» Exercise requirements
Rewrite the lines below as a numbered list, leaving out any blank lines.

» Material for this exercise

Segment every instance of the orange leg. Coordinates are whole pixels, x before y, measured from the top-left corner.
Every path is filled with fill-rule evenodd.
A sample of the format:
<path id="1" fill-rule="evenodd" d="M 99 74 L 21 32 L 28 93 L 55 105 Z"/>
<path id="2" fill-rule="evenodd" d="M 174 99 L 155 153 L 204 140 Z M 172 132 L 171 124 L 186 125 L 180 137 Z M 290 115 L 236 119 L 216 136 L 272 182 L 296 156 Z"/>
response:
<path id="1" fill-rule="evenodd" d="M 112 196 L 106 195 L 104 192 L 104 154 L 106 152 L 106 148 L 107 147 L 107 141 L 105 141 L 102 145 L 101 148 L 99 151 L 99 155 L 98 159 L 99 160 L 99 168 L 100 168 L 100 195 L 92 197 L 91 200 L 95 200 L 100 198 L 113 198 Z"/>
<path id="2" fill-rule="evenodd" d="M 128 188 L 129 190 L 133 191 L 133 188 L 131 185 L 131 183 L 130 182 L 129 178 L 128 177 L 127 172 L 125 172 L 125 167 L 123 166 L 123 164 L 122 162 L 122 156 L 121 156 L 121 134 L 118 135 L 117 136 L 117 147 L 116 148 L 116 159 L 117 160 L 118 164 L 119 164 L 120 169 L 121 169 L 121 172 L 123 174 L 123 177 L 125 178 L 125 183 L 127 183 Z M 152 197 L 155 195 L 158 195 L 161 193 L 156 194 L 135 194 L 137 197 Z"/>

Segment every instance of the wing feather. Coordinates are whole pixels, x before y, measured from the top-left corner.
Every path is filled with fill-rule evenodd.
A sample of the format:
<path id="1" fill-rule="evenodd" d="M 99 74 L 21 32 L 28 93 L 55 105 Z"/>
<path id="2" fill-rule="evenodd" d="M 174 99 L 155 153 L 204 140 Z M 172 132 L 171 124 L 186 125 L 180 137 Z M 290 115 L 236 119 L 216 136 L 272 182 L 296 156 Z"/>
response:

» Solved problem
1. Segment every instance of the orange leg. Coordinates are whole pixels, x before y, measured from the top-left corner.
2. Every path is filled with fill-rule evenodd.
3. A sample of the format:
4. <path id="1" fill-rule="evenodd" d="M 99 74 L 21 32 L 28 93 L 55 105 Z"/>
5. <path id="2" fill-rule="evenodd" d="M 174 99 L 155 153 L 204 140 Z M 172 132 L 171 124 L 186 125 L 180 137 Z M 290 115 L 236 119 L 216 136 L 272 182 L 296 156 Z"/>
6. response:
7. <path id="1" fill-rule="evenodd" d="M 112 196 L 106 195 L 104 192 L 104 154 L 106 152 L 106 148 L 107 147 L 107 141 L 105 141 L 102 145 L 101 148 L 99 151 L 99 155 L 98 159 L 99 160 L 99 168 L 100 168 L 100 195 L 92 197 L 91 200 L 95 200 L 100 198 L 113 198 Z"/>
8. <path id="2" fill-rule="evenodd" d="M 128 188 L 129 190 L 133 191 L 133 188 L 131 185 L 131 183 L 130 182 L 129 178 L 128 177 L 127 172 L 125 172 L 125 167 L 123 166 L 123 164 L 122 162 L 122 156 L 121 156 L 121 134 L 118 135 L 117 136 L 117 147 L 116 148 L 116 159 L 117 160 L 118 164 L 119 164 L 120 169 L 121 169 L 121 172 L 123 174 L 123 177 L 125 178 L 125 183 L 127 183 Z M 152 197 L 155 195 L 158 195 L 161 193 L 156 194 L 135 194 L 137 197 Z"/>
9. Segment every instance of the wing feather. Coordinates are whole pixels, x before y, measured from the top-left corner.
10. Every path is filled with fill-rule evenodd.
11. A sample of the format:
12. <path id="1" fill-rule="evenodd" d="M 99 74 L 21 32 L 28 93 L 55 105 Z"/>
13. <path id="2" fill-rule="evenodd" d="M 174 99 L 155 153 L 204 140 Z M 172 132 L 171 124 L 186 125 L 180 137 Z M 290 115 L 236 119 L 216 136 L 272 182 L 296 156 Z"/>
14. response:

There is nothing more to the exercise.